◆ **REQUIRED WORK**
According to the first comment in the text on grandparent visitation, how long did the grandparents wait to see their granddaughter again the last time her mother kept her away?

◆ **TEXT SHOWN**
------------------------------------

We cherish every minute we spend with our grandchildren, Until recently the mother to one of our granddaughter's has decided that we are not " good enough and a danger" to her. This is the 4th time she has done this in about 6 years or so. When she gets angry at the father she decides we are a danger to our granddaughter. Recently on our last vist, our granddaughter said she was concered her mother would try to keep her away from us AGAIN. Her mother was upset with her father, and about not getting $ from us for clothes and other things. She would probably ground her from seeing us! (The last time it was almost 6 months before we could see her again) That's her way of punishing us. We try to teach our grandchildren to be respectful of their parents and to others. We feel she should show some respect to us as we do help her out at times. We've bought clothes, shoes, glasses a bike to ride to school have helped out with school supplies over the years.I have taken her to Dr. appt. picked up from school, went to her award programs, plays and taken her on weekends trip with us. All this we wouldlove to do again and again. She loves helping grandpa on the garden and go on bike rides with him .We'e been asked us to take our grandaughter for two weeks so she could take a vacation a few years ago. When she needed $ for a legal matter we helped out there as well. We're good enough to ask for help with money but now we're not allowed to visit or call our granddaughter because... ? .As Rodney Dangerfield said "I can't get any respect" .What's this world comming to, that grandparents who want what 's best for there grandchildren, are forced to go to court so that they can see them because a parent is mad at the other parent! We're not saying she's unfit, (I'd like to say it is, but I doubt the law would agree) but that she is being unreasonable and unfair not only to us but her own child? She still has haterd towards my son who is the father and is not allowed to see his daughter, except when she was with us, who she says now are a danger .I recieved a text from her saying" She's keeping everyone from hurting her child " and therefore we are to stay away! She has taken the phone away so we can not call her. She refuses to listen to reason.So my question to her and any one else in the same situation is WHO'S PROTECTING HER CHILD FROM HER????
While it must be extremely sad to lose a grandchild, there has to be a way for a parent to protect their child from abusive grandparents. My mother verbally and sexually abused me as a child, and I do not ever want her to be alone with my children. At the same time, she is suave and charming, and a respected member of the community, so I am scared that if it came to a court battle she would win, leaving my children at the hands of a monster.
If parents ate of sound mind, I think they, not the courts, need to decide who their children are exposed to.

------------------------------------

◆ **PROVIDED RECORDS**

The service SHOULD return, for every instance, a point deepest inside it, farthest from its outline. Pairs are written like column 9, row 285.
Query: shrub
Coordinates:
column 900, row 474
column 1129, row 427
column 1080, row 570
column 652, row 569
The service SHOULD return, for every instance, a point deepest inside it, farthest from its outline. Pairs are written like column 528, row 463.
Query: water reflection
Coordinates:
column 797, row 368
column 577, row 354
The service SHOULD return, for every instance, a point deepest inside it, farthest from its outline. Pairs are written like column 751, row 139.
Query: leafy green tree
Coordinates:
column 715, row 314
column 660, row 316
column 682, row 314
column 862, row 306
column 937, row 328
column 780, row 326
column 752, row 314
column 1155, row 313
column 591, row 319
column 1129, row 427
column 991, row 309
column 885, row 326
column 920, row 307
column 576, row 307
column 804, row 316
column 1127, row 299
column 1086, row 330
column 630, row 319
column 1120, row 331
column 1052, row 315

------------------------------------

◆ **OUTPUT BELOW**
Almost six months.